AVAILABLE DATA:
================================
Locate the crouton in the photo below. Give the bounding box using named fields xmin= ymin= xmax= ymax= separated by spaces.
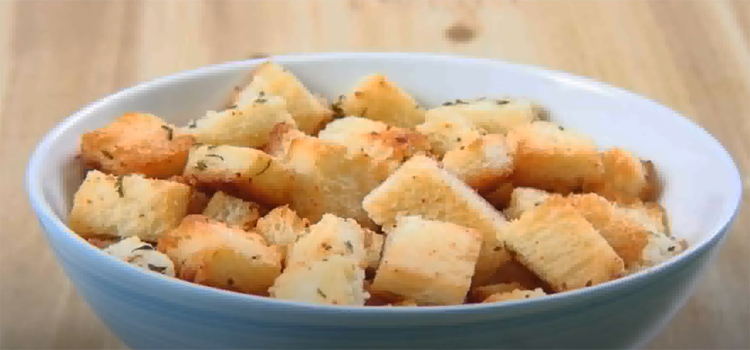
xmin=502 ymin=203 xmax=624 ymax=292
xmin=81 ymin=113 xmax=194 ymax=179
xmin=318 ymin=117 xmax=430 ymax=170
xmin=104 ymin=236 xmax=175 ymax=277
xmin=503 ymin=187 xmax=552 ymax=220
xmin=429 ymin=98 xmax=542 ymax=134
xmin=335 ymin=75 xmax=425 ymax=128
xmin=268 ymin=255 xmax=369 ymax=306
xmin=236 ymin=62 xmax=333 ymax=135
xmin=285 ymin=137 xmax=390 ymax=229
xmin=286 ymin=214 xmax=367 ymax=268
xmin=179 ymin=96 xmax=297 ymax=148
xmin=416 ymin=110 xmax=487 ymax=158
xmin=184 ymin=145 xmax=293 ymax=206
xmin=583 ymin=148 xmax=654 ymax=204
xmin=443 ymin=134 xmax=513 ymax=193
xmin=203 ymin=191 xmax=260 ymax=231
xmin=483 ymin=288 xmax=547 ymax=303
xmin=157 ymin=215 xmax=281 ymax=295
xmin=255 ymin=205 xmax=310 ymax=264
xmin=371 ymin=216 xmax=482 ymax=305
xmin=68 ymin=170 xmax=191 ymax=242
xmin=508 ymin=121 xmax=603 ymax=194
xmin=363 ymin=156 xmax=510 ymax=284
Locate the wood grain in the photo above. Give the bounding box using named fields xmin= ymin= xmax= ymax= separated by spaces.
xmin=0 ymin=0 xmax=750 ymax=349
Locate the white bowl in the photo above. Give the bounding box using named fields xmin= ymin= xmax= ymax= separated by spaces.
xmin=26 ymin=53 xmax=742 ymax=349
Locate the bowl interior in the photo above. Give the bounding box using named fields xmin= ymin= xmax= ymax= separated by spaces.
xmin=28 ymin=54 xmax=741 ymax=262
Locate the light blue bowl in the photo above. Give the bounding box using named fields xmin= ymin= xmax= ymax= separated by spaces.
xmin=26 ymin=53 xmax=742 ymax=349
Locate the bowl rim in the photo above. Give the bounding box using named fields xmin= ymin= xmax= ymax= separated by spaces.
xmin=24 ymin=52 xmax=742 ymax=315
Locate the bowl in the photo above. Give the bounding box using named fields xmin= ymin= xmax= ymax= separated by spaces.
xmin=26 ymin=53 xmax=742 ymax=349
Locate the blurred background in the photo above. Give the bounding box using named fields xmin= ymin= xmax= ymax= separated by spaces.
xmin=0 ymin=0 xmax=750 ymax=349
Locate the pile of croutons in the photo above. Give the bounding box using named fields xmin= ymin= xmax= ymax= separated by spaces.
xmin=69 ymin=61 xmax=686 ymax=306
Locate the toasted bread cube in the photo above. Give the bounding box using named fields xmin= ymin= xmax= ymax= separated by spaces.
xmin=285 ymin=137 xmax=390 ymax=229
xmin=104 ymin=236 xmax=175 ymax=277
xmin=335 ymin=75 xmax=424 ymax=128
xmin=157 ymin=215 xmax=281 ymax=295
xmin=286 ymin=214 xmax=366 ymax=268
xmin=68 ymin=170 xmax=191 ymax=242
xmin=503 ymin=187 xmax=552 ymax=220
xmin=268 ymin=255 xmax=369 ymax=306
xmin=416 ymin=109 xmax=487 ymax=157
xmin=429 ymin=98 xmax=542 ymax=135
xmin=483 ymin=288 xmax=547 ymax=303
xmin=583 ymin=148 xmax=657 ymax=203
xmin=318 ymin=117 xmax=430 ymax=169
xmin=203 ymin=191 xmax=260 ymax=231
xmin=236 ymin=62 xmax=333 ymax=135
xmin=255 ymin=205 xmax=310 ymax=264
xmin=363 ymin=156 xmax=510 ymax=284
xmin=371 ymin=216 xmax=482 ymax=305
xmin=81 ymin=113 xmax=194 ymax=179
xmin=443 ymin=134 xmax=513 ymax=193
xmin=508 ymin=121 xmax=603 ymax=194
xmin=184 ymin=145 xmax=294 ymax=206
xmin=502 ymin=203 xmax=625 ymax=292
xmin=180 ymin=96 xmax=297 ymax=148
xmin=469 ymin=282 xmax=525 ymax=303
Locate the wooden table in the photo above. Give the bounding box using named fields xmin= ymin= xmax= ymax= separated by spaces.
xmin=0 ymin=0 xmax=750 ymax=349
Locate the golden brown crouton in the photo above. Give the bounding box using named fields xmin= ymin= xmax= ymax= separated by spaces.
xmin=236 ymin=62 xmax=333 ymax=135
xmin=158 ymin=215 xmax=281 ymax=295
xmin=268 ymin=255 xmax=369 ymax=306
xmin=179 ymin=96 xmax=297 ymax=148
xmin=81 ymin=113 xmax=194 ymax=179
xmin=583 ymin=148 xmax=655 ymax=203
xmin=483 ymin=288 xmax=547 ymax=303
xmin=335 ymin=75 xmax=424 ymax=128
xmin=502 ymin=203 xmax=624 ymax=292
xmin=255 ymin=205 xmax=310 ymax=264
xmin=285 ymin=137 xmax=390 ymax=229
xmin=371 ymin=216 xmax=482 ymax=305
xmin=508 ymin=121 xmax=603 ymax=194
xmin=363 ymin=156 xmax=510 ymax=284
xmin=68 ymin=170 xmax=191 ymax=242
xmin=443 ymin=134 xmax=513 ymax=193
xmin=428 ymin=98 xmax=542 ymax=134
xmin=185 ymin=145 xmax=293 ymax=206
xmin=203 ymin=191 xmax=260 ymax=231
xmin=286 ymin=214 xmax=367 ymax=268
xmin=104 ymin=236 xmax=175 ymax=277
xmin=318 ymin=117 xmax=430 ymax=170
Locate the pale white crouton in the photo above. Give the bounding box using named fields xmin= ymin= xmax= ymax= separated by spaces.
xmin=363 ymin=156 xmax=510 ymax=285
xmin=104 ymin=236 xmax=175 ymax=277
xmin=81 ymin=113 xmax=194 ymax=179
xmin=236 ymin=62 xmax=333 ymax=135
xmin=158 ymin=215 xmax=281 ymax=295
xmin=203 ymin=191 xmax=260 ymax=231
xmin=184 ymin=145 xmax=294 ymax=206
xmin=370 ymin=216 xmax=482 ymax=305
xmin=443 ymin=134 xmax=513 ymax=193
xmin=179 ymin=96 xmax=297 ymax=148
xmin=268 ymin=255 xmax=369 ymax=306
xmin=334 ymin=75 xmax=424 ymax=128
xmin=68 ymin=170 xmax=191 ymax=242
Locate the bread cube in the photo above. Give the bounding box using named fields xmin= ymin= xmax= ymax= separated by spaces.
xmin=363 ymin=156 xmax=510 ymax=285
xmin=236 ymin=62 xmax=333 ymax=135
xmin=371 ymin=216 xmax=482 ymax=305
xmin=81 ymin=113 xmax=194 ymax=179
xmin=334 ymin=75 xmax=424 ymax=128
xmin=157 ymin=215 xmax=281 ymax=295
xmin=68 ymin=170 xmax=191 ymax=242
================================
THE TASK:
Rename "bounding box" to "enclosing rectangle" everywhere it occurs in the rows above, leaving every other character unchanged, and omit the pictures from the output.

WORKED ANSWER:
Locate the crouton in the photo below. Give the enclosing rectangle using named fields xmin= ymin= xmax= ymax= separated by spaces.
xmin=502 ymin=203 xmax=624 ymax=292
xmin=81 ymin=113 xmax=194 ymax=179
xmin=318 ymin=117 xmax=430 ymax=170
xmin=104 ymin=236 xmax=175 ymax=277
xmin=503 ymin=187 xmax=552 ymax=220
xmin=429 ymin=98 xmax=542 ymax=134
xmin=335 ymin=75 xmax=425 ymax=128
xmin=268 ymin=255 xmax=369 ymax=306
xmin=236 ymin=62 xmax=333 ymax=135
xmin=285 ymin=137 xmax=390 ymax=229
xmin=286 ymin=214 xmax=367 ymax=268
xmin=179 ymin=96 xmax=297 ymax=148
xmin=416 ymin=110 xmax=487 ymax=158
xmin=184 ymin=145 xmax=293 ymax=206
xmin=583 ymin=148 xmax=654 ymax=204
xmin=443 ymin=134 xmax=513 ymax=193
xmin=203 ymin=191 xmax=260 ymax=231
xmin=483 ymin=288 xmax=547 ymax=303
xmin=157 ymin=215 xmax=281 ymax=295
xmin=255 ymin=205 xmax=310 ymax=264
xmin=371 ymin=216 xmax=482 ymax=305
xmin=68 ymin=170 xmax=191 ymax=242
xmin=508 ymin=121 xmax=603 ymax=194
xmin=363 ymin=156 xmax=510 ymax=284
Locate the wood grain in the photo above. Give the enclosing rectangle using named fields xmin= ymin= xmax= ymax= separated by spaces.
xmin=0 ymin=0 xmax=750 ymax=349
Locate the white bowl in the photo above. Give the enclosing rectangle using named fields xmin= ymin= xmax= ymax= separated by spaces.
xmin=26 ymin=53 xmax=742 ymax=349
Locate the bowl interior in the photo above. Give the enclosing rectangle using named fields xmin= ymin= xmax= ymax= separated by spaces.
xmin=28 ymin=54 xmax=741 ymax=262
Locate the light blue bowl in the photo above. Give the enclosing rectangle using named fields xmin= ymin= xmax= ymax= separated by spaces.
xmin=26 ymin=53 xmax=742 ymax=349
Locate the bowl rim in the photo above. Give the enclosing rectangle using named fields xmin= ymin= xmax= ymax= separated by spaces.
xmin=24 ymin=52 xmax=742 ymax=315
Locate the bowl in the photo above. Give the enclosing rectangle using named fields xmin= ymin= xmax= ymax= separated by spaces.
xmin=26 ymin=53 xmax=742 ymax=349
Locate the blurred background in the photo above. Give the enclosing rectangle using named fields xmin= ymin= xmax= ymax= separated by spaces.
xmin=0 ymin=0 xmax=750 ymax=349
Locate the pile of croutons in the photo above. Give the enclosing rectangle using named fields xmin= ymin= xmax= ymax= separated by spaces.
xmin=69 ymin=61 xmax=686 ymax=306
Locate the toasted bread cube in the photo above. Give the enclosing rectangle using named fields xmin= ymin= xmax= ymax= separated by spaces.
xmin=285 ymin=137 xmax=390 ymax=229
xmin=104 ymin=236 xmax=175 ymax=277
xmin=335 ymin=75 xmax=424 ymax=128
xmin=157 ymin=215 xmax=281 ymax=295
xmin=286 ymin=214 xmax=366 ymax=268
xmin=68 ymin=170 xmax=191 ymax=242
xmin=503 ymin=187 xmax=552 ymax=220
xmin=268 ymin=255 xmax=369 ymax=306
xmin=416 ymin=109 xmax=487 ymax=157
xmin=429 ymin=98 xmax=542 ymax=135
xmin=483 ymin=288 xmax=547 ymax=303
xmin=583 ymin=148 xmax=657 ymax=203
xmin=318 ymin=117 xmax=430 ymax=169
xmin=203 ymin=191 xmax=260 ymax=231
xmin=236 ymin=62 xmax=333 ymax=135
xmin=255 ymin=205 xmax=310 ymax=264
xmin=363 ymin=156 xmax=510 ymax=284
xmin=371 ymin=216 xmax=482 ymax=305
xmin=81 ymin=113 xmax=194 ymax=179
xmin=443 ymin=134 xmax=513 ymax=193
xmin=508 ymin=121 xmax=603 ymax=194
xmin=184 ymin=145 xmax=294 ymax=206
xmin=502 ymin=203 xmax=625 ymax=292
xmin=180 ymin=96 xmax=297 ymax=148
xmin=469 ymin=282 xmax=525 ymax=303
Locate the wooden table in the photo above. Give the enclosing rectangle using named fields xmin= ymin= xmax= ymax= separated by spaces.
xmin=0 ymin=0 xmax=750 ymax=349
Locate the golden brown crouton in the photo above. Give the enclosing rectangle using named fields xmin= ymin= xmax= ymax= separated by spaces.
xmin=236 ymin=62 xmax=333 ymax=135
xmin=158 ymin=215 xmax=281 ymax=295
xmin=268 ymin=255 xmax=369 ymax=306
xmin=179 ymin=96 xmax=297 ymax=148
xmin=81 ymin=113 xmax=194 ymax=179
xmin=583 ymin=148 xmax=655 ymax=203
xmin=483 ymin=288 xmax=547 ymax=303
xmin=335 ymin=75 xmax=424 ymax=128
xmin=502 ymin=203 xmax=624 ymax=292
xmin=255 ymin=205 xmax=310 ymax=264
xmin=285 ymin=137 xmax=390 ymax=229
xmin=371 ymin=216 xmax=482 ymax=305
xmin=508 ymin=121 xmax=603 ymax=194
xmin=363 ymin=156 xmax=510 ymax=284
xmin=68 ymin=170 xmax=191 ymax=242
xmin=443 ymin=134 xmax=513 ymax=193
xmin=428 ymin=98 xmax=542 ymax=134
xmin=185 ymin=145 xmax=293 ymax=206
xmin=203 ymin=191 xmax=260 ymax=231
xmin=286 ymin=214 xmax=367 ymax=268
xmin=104 ymin=236 xmax=175 ymax=277
xmin=318 ymin=117 xmax=430 ymax=170
Locate the pale white crouton in the photo above. Give the enclosing rectangle using named fields xmin= ymin= xmax= ymax= separated by spaces.
xmin=363 ymin=156 xmax=510 ymax=285
xmin=104 ymin=236 xmax=175 ymax=277
xmin=81 ymin=113 xmax=194 ymax=179
xmin=236 ymin=62 xmax=333 ymax=135
xmin=158 ymin=215 xmax=281 ymax=295
xmin=203 ymin=191 xmax=260 ymax=231
xmin=184 ymin=145 xmax=294 ymax=206
xmin=370 ymin=216 xmax=482 ymax=305
xmin=443 ymin=134 xmax=513 ymax=193
xmin=179 ymin=96 xmax=297 ymax=148
xmin=268 ymin=255 xmax=369 ymax=306
xmin=334 ymin=75 xmax=424 ymax=128
xmin=68 ymin=170 xmax=191 ymax=242
Locate the bread cube in the photo above. Give the enclosing rectangle using named fields xmin= ymin= xmax= ymax= separated by spaces.
xmin=363 ymin=156 xmax=510 ymax=285
xmin=236 ymin=62 xmax=333 ymax=135
xmin=371 ymin=216 xmax=482 ymax=305
xmin=81 ymin=113 xmax=194 ymax=179
xmin=334 ymin=75 xmax=424 ymax=128
xmin=157 ymin=215 xmax=281 ymax=295
xmin=68 ymin=170 xmax=191 ymax=242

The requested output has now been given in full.